### What is asked
A) Reproduce the passage of the review of "Passing Strange" between "BOSTON – I was" and "a total square.", inclusive, substituting "Sunday" for "Saturday".
B) List every band member named in the review of "Passing Strange".

### Text provided
########

Art is a Gateway Drug to Realness: “Passing Strange”

The cast getting down. Photo Credit: Nikolai Alexander

Presented by Moonbox Productions
Written by Stew with collaborator Heidi Rodewald
Orchestrations by Heidi Rodewald
Directed by Arthur Gomez
Music direction by Julius LaFlamme
Choreography by Elmer Martinez 
Intimacy consulting by Olivia Dumain 
Band: Miles Ahlstrom, Hector Saint-Hilaire, Sahil Warsi

12/10/21 – 1/1/22
South End / Calderwood Pavilion at the BCA
Boston, MA
Moonbox on Facebook

Critique by Kitty Drexel

BOSTON – I was today years old when I realized that “Lucy in the Sky with Diamonds” is an bacronym for LSD, the psychedelic drug made famous by Harvard Professor Timothy Leary. It took watching Moonbox Productions’ Passing Strange on Saturday afternoon to figure it out. Several hours and a weak tea later, I realized I was a total square.

########

### Material
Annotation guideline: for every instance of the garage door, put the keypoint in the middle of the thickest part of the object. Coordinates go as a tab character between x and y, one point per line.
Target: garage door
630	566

########

### Answers to the tasks
A)
BOSTON – I was today years old when I realized that “Lucy in the Sky with Diamonds” is an bacronym for LSD, the psychedelic drug made famous by Harvard Professor Timothy Leary. It took watching Moonbox Productions’ Passing Strange on Sunday afternoon to figure it out. Several hours and a weak tea later, I realized I was a total square.

B)
Miles Ahlstrom
Hector Saint-Hilaire
Sahil Warsi